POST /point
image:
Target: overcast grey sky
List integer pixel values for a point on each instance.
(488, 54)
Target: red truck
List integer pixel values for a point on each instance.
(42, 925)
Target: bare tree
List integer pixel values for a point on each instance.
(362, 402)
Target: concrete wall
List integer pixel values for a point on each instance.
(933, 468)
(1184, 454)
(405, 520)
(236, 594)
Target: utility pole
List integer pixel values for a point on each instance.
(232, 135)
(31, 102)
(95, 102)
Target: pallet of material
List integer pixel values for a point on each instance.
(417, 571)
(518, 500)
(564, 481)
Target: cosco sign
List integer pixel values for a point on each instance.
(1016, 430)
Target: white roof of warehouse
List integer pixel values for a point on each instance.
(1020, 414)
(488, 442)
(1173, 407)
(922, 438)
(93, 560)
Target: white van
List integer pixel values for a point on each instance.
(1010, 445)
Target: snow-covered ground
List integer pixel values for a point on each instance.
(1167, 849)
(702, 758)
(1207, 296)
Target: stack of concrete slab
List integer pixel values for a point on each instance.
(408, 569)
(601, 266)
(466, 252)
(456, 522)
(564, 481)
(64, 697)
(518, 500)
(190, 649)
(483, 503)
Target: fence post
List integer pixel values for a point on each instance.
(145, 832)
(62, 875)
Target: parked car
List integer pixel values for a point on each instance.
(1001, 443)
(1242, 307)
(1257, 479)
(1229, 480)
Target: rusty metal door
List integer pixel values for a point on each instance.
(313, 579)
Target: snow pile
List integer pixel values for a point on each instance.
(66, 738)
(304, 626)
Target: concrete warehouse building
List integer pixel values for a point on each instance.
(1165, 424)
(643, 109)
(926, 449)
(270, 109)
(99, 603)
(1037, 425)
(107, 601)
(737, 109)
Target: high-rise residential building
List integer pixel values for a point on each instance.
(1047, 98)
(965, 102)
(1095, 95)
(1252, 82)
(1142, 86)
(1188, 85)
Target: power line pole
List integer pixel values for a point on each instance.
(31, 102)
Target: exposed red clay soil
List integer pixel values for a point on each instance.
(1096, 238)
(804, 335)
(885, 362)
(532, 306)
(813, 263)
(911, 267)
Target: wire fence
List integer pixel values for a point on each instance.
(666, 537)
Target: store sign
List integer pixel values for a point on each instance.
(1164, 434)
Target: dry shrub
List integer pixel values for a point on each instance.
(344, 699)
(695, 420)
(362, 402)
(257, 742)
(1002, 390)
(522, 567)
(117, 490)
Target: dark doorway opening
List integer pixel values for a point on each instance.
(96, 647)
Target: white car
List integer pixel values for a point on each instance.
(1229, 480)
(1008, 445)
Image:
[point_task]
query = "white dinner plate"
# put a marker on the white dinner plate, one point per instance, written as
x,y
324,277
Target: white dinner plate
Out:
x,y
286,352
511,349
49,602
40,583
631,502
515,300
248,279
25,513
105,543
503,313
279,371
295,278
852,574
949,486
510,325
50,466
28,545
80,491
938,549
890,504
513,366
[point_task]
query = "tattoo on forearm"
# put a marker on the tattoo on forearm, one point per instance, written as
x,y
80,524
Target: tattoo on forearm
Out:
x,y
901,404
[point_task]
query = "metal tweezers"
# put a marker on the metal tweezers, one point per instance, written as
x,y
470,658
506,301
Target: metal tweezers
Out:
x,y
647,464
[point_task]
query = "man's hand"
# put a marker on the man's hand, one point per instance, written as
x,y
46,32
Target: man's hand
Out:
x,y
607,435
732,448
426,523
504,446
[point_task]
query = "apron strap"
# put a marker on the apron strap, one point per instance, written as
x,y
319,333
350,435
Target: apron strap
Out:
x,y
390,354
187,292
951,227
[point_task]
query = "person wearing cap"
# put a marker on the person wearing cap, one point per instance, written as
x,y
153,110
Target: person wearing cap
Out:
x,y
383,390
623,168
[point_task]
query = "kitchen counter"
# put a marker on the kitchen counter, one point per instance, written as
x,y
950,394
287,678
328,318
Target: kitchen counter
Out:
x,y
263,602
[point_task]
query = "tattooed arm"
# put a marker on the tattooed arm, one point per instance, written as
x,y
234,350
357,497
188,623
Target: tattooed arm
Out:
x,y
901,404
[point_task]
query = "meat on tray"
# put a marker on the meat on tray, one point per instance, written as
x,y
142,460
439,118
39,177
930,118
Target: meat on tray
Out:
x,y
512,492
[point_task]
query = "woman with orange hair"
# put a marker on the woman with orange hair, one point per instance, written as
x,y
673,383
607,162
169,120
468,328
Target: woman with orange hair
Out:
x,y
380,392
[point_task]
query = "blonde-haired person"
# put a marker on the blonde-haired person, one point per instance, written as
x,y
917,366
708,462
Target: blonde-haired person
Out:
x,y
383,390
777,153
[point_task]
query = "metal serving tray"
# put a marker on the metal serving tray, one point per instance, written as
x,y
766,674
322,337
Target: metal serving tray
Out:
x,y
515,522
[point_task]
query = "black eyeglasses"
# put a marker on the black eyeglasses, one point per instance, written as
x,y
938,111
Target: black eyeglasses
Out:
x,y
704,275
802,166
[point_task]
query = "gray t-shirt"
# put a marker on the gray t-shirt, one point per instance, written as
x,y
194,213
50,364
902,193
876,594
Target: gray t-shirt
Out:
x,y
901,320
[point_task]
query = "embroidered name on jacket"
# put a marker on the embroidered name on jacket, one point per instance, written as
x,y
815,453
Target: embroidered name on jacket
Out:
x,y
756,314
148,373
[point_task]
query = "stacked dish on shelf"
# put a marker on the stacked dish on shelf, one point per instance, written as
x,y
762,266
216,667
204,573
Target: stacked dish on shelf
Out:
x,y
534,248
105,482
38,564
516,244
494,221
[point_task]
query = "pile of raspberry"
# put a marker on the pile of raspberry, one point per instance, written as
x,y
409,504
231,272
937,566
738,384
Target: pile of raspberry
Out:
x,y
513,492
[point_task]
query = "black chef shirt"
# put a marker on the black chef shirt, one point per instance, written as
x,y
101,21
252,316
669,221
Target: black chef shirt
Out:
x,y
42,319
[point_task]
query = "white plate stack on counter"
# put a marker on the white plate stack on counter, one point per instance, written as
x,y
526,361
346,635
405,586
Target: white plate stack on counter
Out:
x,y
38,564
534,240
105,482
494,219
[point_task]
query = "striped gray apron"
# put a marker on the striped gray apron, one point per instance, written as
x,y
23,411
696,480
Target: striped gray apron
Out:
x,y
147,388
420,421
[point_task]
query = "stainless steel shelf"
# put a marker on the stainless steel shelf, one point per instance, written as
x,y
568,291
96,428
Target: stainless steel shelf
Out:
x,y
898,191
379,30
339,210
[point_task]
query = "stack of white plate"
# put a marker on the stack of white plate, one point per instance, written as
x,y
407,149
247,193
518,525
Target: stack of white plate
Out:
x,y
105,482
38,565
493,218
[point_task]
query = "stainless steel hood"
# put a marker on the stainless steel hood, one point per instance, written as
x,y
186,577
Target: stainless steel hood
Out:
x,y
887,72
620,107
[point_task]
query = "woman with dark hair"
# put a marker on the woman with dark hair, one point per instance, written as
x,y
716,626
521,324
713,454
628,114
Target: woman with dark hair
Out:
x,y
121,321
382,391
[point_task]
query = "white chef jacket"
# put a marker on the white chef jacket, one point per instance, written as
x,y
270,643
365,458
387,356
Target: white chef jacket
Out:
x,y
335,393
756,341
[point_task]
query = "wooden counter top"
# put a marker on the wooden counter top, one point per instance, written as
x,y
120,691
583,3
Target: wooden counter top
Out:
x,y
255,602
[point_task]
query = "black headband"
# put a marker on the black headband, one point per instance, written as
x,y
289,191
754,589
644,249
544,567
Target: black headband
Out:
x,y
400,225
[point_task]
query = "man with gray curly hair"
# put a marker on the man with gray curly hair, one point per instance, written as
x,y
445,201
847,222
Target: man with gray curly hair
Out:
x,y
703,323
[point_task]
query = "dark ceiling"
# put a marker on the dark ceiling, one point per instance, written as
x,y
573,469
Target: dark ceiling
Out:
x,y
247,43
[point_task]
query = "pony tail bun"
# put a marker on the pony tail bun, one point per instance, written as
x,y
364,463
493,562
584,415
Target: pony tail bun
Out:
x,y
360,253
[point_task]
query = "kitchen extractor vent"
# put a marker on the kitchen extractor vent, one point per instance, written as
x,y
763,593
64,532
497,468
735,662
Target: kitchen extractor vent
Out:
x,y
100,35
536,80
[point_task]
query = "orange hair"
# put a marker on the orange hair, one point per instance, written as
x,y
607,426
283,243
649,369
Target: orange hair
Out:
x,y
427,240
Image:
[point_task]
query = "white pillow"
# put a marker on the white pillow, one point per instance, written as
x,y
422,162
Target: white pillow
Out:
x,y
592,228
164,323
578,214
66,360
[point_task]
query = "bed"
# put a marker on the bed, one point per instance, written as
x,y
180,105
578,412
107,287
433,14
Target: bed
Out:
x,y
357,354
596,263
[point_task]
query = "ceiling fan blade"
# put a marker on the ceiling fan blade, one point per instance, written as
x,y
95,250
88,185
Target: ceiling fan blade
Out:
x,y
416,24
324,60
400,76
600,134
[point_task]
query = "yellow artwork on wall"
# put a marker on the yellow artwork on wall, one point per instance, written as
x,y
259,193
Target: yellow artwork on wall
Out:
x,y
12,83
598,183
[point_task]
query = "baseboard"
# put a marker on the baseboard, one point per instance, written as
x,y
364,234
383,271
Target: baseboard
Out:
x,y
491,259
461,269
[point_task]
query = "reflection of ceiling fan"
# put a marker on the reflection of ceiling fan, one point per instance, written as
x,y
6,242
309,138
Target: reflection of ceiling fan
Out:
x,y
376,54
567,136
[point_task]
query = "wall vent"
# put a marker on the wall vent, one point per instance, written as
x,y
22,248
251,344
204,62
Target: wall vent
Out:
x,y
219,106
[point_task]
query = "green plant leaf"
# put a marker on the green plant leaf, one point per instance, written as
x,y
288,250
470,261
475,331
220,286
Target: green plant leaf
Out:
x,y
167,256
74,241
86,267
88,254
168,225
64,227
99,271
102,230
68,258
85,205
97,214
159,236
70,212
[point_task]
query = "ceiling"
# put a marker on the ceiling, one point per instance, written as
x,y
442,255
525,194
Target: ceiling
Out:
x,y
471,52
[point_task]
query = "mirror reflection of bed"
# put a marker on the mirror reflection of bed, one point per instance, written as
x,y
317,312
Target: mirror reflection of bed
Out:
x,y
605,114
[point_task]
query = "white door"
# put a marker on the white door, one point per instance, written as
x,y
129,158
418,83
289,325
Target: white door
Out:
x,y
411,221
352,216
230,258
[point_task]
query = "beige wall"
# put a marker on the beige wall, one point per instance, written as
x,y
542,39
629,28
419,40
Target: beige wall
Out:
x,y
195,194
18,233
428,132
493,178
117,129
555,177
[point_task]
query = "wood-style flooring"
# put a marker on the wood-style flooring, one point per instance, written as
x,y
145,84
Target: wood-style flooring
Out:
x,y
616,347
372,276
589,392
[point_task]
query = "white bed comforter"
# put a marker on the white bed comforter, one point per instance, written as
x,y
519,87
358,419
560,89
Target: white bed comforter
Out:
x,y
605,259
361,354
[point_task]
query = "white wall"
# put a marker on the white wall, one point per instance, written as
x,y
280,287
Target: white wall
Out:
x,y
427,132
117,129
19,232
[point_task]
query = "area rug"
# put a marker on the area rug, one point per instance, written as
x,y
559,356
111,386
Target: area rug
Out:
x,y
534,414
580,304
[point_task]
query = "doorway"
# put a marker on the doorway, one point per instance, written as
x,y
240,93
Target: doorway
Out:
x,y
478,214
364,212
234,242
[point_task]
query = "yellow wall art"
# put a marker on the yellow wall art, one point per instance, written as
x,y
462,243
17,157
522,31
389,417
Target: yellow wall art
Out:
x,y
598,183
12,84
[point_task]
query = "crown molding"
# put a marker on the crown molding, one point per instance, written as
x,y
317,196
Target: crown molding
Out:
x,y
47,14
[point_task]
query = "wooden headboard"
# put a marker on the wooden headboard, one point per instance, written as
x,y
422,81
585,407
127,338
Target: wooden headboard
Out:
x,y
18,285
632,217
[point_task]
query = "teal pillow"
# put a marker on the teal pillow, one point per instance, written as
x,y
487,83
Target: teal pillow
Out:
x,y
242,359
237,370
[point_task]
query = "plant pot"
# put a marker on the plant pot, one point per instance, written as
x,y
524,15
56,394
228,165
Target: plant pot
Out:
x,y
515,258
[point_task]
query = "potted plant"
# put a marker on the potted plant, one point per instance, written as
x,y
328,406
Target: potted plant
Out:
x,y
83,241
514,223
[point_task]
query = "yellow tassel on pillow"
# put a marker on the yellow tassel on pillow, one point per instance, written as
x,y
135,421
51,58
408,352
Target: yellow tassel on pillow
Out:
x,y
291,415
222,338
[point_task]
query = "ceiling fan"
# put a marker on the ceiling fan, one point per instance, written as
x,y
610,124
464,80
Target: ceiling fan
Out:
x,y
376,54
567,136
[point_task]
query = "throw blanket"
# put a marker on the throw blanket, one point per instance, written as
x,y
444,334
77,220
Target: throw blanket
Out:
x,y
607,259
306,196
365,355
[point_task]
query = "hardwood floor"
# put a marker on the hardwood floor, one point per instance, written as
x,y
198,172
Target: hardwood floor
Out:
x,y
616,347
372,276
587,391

__CHALLENGE__
Please identify every line in the records above that contains the word "vent", and copy each of those lines in full. Case counts, so match only that exact capitalization.

__ANSWER TO THE PROBLEM__
query = "kitchen extractor vent"
# put a marker on the kitchen extractor vent, one point per instance, written as
Target: kitchen extractor vent
query = "wall vent"
# put a marker on the wall vent, one point per instance, written as
Target: wall vent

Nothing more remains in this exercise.